Start of Listing

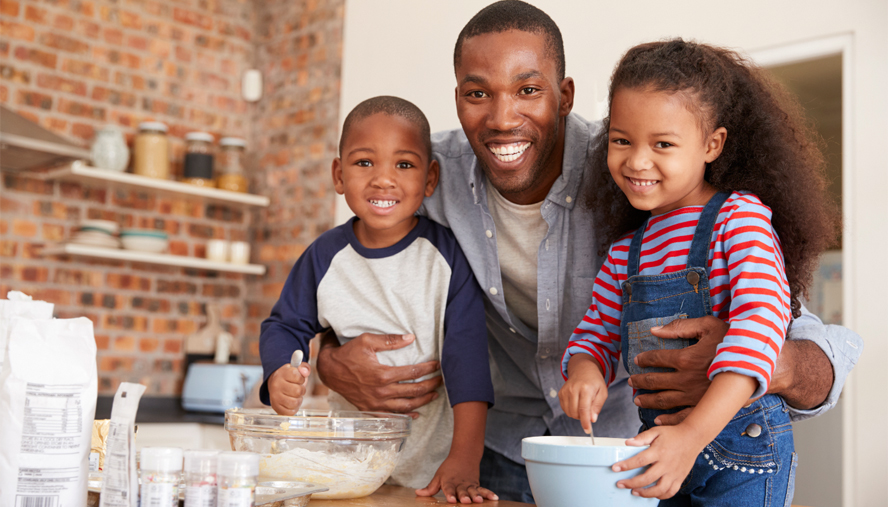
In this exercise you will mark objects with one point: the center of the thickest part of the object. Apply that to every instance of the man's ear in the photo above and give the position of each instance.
(568, 90)
(432, 178)
(715, 144)
(338, 184)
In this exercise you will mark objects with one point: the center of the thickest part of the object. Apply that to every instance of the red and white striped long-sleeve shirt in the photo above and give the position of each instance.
(748, 287)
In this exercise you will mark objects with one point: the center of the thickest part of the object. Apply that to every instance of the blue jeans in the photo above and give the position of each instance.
(751, 463)
(505, 477)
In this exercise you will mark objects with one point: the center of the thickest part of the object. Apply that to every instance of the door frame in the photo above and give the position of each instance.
(843, 45)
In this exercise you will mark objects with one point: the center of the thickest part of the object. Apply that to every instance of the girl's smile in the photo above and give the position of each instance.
(657, 151)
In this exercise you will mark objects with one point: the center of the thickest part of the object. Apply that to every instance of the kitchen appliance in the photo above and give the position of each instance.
(211, 387)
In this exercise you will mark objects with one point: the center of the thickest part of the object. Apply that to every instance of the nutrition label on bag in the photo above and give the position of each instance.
(53, 419)
(51, 432)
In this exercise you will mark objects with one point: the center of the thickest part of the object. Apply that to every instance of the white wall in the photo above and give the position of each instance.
(405, 48)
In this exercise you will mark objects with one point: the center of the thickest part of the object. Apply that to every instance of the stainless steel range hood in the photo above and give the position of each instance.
(25, 145)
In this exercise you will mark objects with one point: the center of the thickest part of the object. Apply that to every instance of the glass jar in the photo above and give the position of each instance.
(198, 168)
(238, 473)
(200, 478)
(161, 467)
(231, 165)
(151, 156)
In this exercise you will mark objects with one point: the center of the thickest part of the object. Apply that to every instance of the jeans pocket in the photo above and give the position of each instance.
(745, 445)
(641, 340)
(790, 485)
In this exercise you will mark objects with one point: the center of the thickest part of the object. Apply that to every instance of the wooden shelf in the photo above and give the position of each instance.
(152, 258)
(80, 172)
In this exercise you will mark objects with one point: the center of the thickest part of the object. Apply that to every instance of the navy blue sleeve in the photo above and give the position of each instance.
(464, 359)
(294, 318)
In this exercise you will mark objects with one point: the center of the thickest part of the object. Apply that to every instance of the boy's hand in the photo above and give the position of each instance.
(459, 483)
(671, 456)
(585, 391)
(286, 387)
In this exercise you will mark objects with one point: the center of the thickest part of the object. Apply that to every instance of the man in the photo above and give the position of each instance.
(510, 186)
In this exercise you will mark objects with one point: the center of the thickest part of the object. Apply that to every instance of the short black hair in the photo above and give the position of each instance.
(508, 15)
(391, 106)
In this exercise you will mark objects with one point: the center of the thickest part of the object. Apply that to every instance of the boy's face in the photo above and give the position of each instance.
(384, 173)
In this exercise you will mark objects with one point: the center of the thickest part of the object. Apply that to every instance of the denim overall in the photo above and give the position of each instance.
(752, 461)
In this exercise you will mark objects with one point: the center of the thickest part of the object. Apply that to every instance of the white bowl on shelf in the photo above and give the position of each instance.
(144, 240)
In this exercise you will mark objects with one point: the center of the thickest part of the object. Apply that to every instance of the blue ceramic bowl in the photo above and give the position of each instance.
(571, 472)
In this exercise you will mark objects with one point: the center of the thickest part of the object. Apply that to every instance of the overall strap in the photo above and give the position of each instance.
(698, 255)
(635, 250)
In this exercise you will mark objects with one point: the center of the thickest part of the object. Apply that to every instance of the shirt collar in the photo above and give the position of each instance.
(577, 140)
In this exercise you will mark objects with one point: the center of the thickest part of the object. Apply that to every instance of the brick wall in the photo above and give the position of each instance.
(73, 66)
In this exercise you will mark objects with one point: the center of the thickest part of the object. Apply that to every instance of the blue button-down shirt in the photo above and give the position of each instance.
(526, 364)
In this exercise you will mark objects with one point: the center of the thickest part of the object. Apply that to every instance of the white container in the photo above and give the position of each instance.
(161, 467)
(200, 478)
(217, 250)
(109, 150)
(239, 252)
(238, 474)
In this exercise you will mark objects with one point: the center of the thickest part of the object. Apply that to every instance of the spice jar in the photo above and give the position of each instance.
(231, 165)
(200, 478)
(152, 151)
(198, 168)
(238, 473)
(161, 467)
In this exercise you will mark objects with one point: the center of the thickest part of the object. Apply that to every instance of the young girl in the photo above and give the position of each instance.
(710, 181)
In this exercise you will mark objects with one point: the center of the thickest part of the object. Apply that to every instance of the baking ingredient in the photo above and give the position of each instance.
(200, 478)
(47, 402)
(237, 475)
(97, 444)
(352, 474)
(160, 476)
(151, 157)
(120, 483)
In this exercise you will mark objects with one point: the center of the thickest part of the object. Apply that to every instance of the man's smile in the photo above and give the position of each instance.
(508, 152)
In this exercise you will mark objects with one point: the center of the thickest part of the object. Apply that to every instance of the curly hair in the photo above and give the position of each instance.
(771, 149)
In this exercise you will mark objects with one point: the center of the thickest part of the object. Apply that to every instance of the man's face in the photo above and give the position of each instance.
(511, 106)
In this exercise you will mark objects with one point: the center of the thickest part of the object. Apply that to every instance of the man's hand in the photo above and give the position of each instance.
(286, 388)
(353, 371)
(688, 383)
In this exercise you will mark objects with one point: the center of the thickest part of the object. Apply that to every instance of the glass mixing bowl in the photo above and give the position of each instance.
(352, 453)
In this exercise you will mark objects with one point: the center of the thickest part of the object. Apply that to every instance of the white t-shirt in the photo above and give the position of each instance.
(520, 229)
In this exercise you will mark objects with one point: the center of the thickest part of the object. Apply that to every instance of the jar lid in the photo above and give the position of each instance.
(238, 464)
(200, 136)
(201, 460)
(161, 458)
(233, 141)
(153, 125)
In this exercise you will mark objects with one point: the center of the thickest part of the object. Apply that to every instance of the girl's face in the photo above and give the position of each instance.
(657, 151)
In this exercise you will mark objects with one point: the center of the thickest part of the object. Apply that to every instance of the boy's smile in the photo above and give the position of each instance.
(384, 174)
(657, 153)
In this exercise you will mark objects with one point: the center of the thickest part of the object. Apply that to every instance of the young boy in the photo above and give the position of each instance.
(388, 271)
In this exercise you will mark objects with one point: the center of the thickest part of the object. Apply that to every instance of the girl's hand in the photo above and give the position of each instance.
(672, 452)
(585, 391)
(459, 483)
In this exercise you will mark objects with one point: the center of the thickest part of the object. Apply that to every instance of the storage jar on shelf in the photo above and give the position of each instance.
(231, 165)
(151, 157)
(198, 169)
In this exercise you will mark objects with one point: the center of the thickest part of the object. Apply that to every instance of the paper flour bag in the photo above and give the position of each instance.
(47, 404)
(18, 304)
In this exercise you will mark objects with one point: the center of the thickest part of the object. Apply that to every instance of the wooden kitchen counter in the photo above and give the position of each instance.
(393, 496)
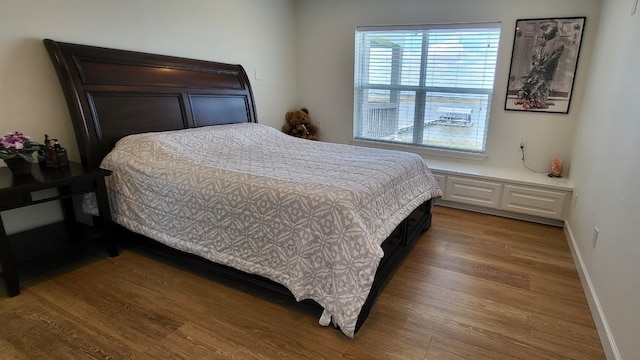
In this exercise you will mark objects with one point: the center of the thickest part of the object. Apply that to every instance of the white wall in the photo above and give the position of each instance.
(257, 34)
(606, 173)
(325, 67)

End of Listing

§ **Exercise description**
Extract only the lines from the line containing "of the paper" through the final line of the listing above, unchanged; pictures stay out of the copy.

§ **The response**
In this exercise you will mark objects with one point: the center of the thickest part of the object. Apply that to every instance of the paper flour bag in the photo above and give the position of each instance.
(47, 404)
(18, 304)
In this exercise you will mark objects with one point: the center of the thickest part of the object. Apply that to every instance of the wooden kitchen counter in the photo above and give the position of each instance.
(393, 496)
In this exercise you will mark objects with one point: the center of the thickest part of the object. Apply that to every instance of the white wall in the photo above and give the position of each instance.
(257, 34)
(606, 173)
(325, 67)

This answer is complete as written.